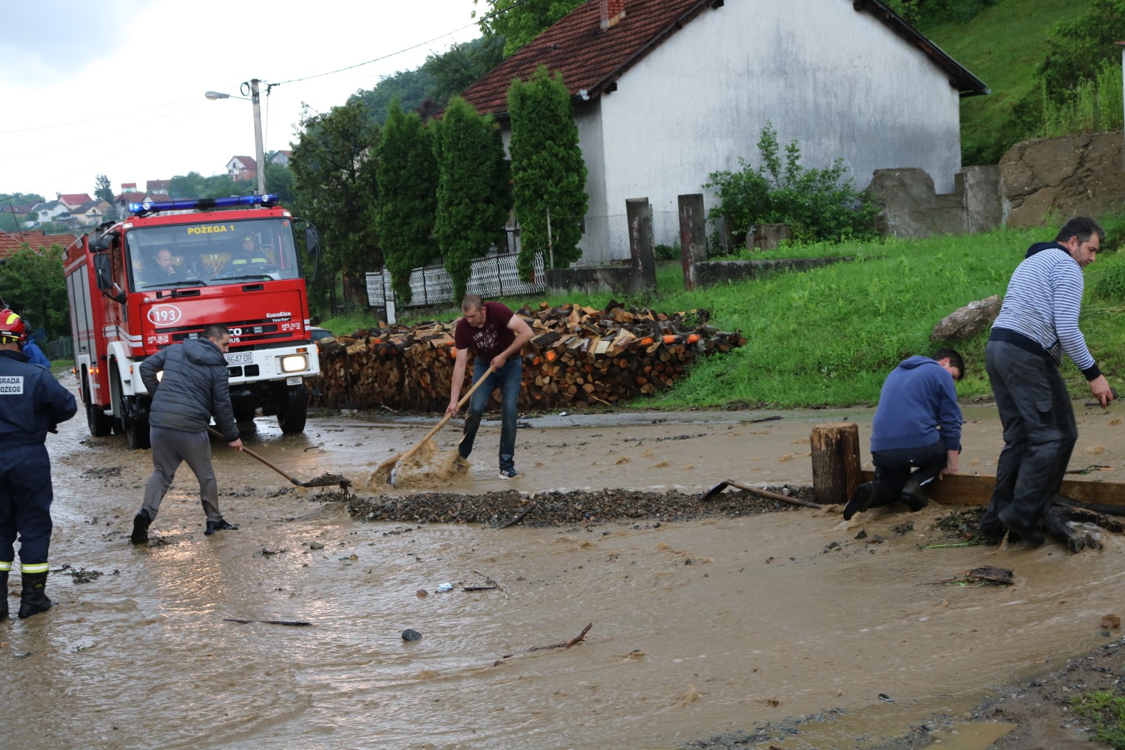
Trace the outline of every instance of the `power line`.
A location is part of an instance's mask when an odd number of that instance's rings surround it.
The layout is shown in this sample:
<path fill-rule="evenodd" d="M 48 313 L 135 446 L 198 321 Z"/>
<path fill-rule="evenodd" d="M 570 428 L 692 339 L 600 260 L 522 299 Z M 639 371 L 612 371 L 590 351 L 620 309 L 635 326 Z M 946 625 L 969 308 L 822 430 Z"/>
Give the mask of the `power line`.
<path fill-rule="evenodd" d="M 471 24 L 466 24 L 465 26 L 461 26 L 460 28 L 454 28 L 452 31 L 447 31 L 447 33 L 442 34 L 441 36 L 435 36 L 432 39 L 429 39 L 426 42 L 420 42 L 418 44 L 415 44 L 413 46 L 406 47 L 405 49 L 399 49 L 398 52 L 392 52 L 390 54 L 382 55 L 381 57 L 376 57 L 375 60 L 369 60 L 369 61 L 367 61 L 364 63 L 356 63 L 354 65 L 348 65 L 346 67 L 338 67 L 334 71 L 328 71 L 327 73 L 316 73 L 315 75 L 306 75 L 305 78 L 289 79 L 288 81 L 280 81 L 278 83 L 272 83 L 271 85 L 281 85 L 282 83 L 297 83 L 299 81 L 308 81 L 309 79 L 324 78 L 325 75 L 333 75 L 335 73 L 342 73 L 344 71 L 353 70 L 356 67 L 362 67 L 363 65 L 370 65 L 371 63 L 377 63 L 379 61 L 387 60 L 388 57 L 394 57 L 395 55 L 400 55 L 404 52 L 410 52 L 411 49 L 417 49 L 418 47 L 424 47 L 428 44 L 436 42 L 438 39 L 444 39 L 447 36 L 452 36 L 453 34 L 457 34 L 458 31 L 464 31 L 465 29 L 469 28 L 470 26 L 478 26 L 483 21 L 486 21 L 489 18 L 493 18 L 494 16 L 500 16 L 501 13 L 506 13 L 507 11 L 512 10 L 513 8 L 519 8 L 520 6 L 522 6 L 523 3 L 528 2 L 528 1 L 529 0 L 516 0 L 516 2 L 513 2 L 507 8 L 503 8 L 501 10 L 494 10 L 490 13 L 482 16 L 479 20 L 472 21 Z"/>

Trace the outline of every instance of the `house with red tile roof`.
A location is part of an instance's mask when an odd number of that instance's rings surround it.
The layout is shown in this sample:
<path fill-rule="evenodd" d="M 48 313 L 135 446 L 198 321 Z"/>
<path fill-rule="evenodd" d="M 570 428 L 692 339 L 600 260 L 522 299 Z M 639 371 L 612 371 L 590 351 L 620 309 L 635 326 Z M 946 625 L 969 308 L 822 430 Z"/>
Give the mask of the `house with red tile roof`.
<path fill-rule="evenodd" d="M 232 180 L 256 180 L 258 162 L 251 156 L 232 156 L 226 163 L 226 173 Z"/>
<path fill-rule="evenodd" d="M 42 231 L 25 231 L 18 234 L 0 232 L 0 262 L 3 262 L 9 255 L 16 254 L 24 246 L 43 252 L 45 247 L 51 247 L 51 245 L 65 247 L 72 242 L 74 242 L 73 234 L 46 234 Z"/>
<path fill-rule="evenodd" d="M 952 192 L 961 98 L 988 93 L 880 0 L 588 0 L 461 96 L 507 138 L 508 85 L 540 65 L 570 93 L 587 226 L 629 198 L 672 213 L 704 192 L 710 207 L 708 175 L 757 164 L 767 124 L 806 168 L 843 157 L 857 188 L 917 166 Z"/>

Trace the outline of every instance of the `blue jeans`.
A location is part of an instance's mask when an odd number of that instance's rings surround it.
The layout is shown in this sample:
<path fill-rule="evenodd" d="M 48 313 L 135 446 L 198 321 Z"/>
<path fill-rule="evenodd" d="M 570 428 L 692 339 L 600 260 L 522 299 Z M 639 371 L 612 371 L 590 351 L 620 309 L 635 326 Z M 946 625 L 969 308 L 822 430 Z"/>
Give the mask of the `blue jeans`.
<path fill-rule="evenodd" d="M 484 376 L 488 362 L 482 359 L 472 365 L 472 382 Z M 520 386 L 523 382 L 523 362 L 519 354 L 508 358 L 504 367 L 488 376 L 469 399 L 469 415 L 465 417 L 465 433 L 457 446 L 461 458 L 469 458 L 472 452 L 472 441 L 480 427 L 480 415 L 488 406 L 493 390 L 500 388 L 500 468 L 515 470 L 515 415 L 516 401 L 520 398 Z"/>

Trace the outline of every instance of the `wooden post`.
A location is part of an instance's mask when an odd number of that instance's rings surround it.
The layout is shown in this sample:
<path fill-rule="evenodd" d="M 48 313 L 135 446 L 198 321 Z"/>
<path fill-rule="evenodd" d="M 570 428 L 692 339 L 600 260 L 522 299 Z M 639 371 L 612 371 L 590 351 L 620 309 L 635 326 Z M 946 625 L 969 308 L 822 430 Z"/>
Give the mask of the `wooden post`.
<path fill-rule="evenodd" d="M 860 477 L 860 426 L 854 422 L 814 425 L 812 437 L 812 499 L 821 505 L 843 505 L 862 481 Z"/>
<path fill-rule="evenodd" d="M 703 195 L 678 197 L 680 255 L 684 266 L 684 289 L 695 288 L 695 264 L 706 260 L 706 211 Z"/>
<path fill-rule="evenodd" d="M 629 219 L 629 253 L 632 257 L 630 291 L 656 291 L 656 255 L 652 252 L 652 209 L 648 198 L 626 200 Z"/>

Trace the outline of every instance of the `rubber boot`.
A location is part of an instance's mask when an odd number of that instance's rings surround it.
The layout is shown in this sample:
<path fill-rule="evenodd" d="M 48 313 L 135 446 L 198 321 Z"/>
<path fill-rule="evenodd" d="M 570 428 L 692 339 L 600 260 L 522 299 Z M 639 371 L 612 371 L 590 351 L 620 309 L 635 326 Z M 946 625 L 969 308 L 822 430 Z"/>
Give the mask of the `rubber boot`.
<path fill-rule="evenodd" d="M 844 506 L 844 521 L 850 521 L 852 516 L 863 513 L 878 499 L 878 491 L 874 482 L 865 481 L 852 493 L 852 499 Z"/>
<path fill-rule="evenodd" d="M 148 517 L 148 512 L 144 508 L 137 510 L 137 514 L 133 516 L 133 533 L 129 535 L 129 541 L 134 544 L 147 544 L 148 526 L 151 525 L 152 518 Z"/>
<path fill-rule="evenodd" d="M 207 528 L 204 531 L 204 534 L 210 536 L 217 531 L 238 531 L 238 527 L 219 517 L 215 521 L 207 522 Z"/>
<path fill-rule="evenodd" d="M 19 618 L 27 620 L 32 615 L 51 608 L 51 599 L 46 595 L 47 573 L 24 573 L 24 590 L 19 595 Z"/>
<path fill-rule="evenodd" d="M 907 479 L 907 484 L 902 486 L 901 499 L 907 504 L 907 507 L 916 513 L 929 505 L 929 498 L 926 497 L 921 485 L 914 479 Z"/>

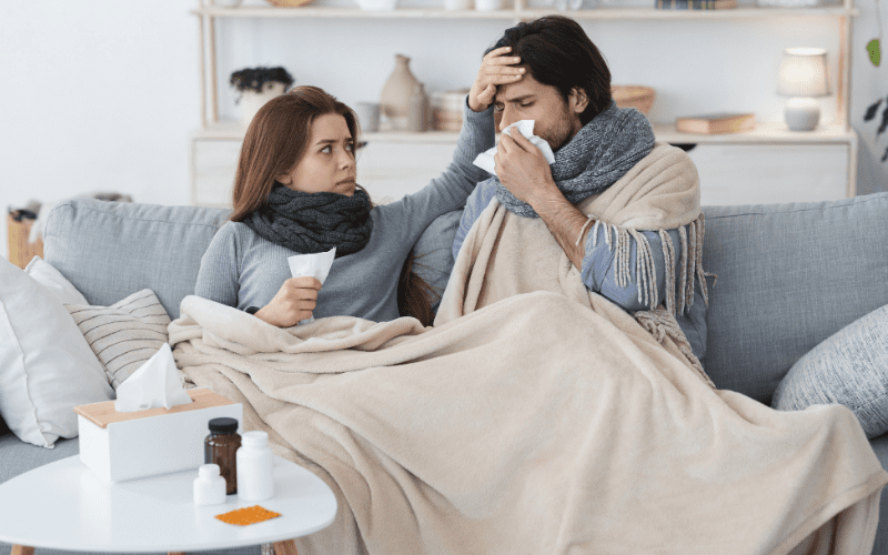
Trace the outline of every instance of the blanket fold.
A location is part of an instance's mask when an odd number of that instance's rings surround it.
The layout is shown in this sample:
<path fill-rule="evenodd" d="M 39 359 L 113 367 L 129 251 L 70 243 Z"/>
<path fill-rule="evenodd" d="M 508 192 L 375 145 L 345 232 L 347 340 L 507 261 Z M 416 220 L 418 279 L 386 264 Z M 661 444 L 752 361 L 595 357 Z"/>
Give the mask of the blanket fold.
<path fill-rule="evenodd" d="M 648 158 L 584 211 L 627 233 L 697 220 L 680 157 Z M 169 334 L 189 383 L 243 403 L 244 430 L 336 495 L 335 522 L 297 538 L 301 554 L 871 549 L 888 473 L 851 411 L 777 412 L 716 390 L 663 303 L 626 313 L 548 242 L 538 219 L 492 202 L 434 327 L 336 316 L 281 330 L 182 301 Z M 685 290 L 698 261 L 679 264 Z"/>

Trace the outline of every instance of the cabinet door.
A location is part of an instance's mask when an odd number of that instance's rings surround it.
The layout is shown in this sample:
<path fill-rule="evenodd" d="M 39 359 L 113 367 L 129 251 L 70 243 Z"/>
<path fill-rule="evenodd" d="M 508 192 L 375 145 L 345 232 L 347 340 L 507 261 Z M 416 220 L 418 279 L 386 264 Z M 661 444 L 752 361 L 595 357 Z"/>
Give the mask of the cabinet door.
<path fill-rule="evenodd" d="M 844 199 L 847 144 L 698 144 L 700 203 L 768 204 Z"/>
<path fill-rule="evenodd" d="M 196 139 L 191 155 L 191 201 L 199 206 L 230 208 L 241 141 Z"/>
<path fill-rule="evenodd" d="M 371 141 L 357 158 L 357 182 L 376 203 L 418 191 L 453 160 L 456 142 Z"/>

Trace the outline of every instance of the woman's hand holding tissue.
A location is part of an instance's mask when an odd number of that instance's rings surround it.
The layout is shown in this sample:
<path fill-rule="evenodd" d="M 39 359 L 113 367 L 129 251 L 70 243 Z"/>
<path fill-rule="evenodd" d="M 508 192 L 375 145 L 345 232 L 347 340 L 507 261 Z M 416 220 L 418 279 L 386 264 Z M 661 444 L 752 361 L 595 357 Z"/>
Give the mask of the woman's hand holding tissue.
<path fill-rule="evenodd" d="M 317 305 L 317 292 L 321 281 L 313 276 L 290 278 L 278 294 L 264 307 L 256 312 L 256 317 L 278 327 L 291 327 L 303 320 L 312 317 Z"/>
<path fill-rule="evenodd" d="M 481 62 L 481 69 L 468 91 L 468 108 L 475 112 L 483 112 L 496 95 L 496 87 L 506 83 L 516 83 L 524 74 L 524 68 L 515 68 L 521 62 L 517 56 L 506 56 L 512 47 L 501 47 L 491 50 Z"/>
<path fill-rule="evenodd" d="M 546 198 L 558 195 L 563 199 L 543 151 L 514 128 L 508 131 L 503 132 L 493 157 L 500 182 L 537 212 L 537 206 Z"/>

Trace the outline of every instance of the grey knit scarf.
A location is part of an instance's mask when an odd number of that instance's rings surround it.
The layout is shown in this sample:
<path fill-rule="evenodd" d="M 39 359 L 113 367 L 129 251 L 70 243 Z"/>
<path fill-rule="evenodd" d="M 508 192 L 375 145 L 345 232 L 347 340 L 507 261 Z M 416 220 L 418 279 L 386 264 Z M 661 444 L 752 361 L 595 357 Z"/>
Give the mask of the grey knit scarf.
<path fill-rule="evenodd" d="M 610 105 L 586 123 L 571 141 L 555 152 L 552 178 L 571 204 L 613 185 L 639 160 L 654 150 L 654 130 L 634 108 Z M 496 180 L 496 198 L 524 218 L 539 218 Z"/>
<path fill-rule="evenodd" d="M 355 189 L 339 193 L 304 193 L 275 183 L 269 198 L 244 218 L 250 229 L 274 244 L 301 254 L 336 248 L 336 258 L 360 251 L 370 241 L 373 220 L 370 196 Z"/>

## AIM:
Render the section of the material above that opens with the line containing "Trace the outline of every instance of the blanket" and closes with the line containing "371 141 L 357", both lines included, as a numbered list with blank lines omitted.

## OUTPUT FOR THIS EXERCISE:
1. Trace the outline of every instance of the blanket fold.
2. A location is part of an instance's mask when an odd number of that instance's rings surround it.
3. The layout is shown in this sample:
4. <path fill-rule="evenodd" d="M 39 359 L 113 367 L 129 251 L 70 243 Z"/>
5. <path fill-rule="evenodd" d="M 508 192 L 375 145 L 345 232 L 347 340 L 507 261 Z M 416 220 L 418 279 L 386 264 Z M 661 444 L 752 361 L 595 357 Z"/>
6. Give the mask of the blanket fold.
7. <path fill-rule="evenodd" d="M 648 158 L 584 211 L 627 233 L 697 220 L 680 157 Z M 169 334 L 189 383 L 243 403 L 244 430 L 336 495 L 335 522 L 297 538 L 301 554 L 871 549 L 888 473 L 851 411 L 777 412 L 716 390 L 663 303 L 626 313 L 548 242 L 538 219 L 492 202 L 434 327 L 336 316 L 281 330 L 182 301 Z M 685 290 L 698 261 L 679 264 Z"/>
8. Trace the outline of every instance of the cabinet door.
9. A location is part of an instance's mask when an odd number of that instance's rings surround it.
10. The layout is shown in this sample:
11. <path fill-rule="evenodd" d="M 39 359 L 113 367 L 129 251 L 70 243 Z"/>
12. <path fill-rule="evenodd" d="M 508 192 L 375 145 L 345 232 L 347 340 L 507 261 Z M 416 220 L 418 279 L 386 264 Z M 661 444 L 752 361 L 595 357 Z"/>
13. Give the mask of the cabinet door.
14. <path fill-rule="evenodd" d="M 844 199 L 847 144 L 698 144 L 700 203 L 768 204 Z"/>
15. <path fill-rule="evenodd" d="M 196 139 L 191 155 L 191 201 L 199 206 L 230 208 L 241 141 Z"/>
16. <path fill-rule="evenodd" d="M 371 141 L 357 158 L 357 182 L 376 203 L 418 191 L 453 160 L 456 142 Z"/>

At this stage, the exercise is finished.